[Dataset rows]
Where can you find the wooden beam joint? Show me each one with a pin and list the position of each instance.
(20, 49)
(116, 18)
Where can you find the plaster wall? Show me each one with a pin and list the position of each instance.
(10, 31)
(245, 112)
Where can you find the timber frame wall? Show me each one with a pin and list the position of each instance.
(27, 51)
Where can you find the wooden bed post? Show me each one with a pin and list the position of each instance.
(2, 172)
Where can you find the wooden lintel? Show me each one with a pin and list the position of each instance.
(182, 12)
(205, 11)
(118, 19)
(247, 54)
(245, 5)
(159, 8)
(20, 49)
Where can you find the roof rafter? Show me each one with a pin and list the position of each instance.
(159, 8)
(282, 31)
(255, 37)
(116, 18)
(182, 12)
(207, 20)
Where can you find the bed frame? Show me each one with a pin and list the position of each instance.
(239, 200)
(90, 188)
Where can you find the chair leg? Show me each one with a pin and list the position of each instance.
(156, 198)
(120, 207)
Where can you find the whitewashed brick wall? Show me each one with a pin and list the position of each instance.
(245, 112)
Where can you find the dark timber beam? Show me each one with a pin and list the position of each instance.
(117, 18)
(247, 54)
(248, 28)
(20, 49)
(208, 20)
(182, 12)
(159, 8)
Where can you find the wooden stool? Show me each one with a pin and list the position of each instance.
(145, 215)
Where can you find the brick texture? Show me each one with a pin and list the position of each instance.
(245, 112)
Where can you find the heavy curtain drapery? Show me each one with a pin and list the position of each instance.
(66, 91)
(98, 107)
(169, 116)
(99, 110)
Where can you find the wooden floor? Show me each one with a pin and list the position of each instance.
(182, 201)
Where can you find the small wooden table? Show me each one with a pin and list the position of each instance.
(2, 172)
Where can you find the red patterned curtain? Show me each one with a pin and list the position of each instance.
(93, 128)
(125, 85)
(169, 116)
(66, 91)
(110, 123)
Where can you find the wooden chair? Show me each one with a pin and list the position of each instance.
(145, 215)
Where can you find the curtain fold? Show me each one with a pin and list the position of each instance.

_SET EXERCISE_. Render every line of the rows above as a JSON list of strings, one string per line, and leave out any blank lines.

_ANSWER TO THE TASK_.
[
  "Where can you find the wooden beam joint? Show me each one with a pin and list the position of each instance.",
  "(20, 49)",
  "(116, 18)",
  "Where can you find the plaster wall? Show me each one with a pin and list the position of each instance.",
  "(10, 31)",
  "(245, 112)",
  "Where can you find the timber frame wall? Show me each one with a pin and list the position of each instance.",
  "(27, 51)",
  "Where can you find the wooden bed post? Show me each one with a pin and list the position of each instance.",
  "(2, 172)",
  "Where can you find the wooden lintel? Show me each one with a pin and list the position of each instance.",
  "(182, 12)",
  "(205, 11)",
  "(118, 19)",
  "(247, 54)",
  "(245, 5)",
  "(159, 8)",
  "(20, 49)",
  "Where can you find the roof rafter? Show me each one with a pin and list the position of each instance.",
  "(159, 8)",
  "(282, 31)",
  "(255, 37)",
  "(116, 18)",
  "(182, 12)",
  "(207, 20)",
  "Where can you find the bed frame? Show me each one with a pin and list the position of each instance.",
  "(239, 200)",
  "(90, 188)",
  "Where can you find the chair leg? Show me each one with a pin and list the position of each instance.",
  "(156, 198)",
  "(120, 207)",
  "Where can you find the whitewashed brick wall? Show me each one with a pin and list the position of each instance.",
  "(245, 112)",
  "Where can you find the dark timber beam? Show me each one with a pin and list the position of each instance.",
  "(117, 18)",
  "(247, 54)",
  "(248, 28)",
  "(20, 49)",
  "(208, 20)",
  "(182, 12)",
  "(159, 8)",
  "Where can you find the wooden stool? Show me each one with a pin and list the position of each instance.",
  "(145, 215)",
  "Where can you find the brick texture? Show me each one with a pin and list the position of each instance.",
  "(245, 112)",
  "Where can you find the heavy curtain drapery? Show me each one with a pin and list the position of each instance.",
  "(66, 91)",
  "(98, 107)",
  "(169, 116)",
  "(99, 110)",
  "Where can you find the wooden floor? Show me each one with a pin and list the position of each instance.",
  "(182, 201)",
  "Where can you find the small wooden table? Show me each one with a pin and list the position of each instance.",
  "(2, 172)",
  "Where can you find the red patterned curtain? Show me each one with a pin and list the position of each instance.",
  "(93, 128)",
  "(125, 85)",
  "(169, 116)",
  "(66, 91)",
  "(110, 123)",
  "Where can you find the wooden chair? Show me each one with a pin and list the position of each instance.",
  "(145, 215)",
  "Where can you find the curtain fold? Show me each one with a pin and list the position of each instance."
]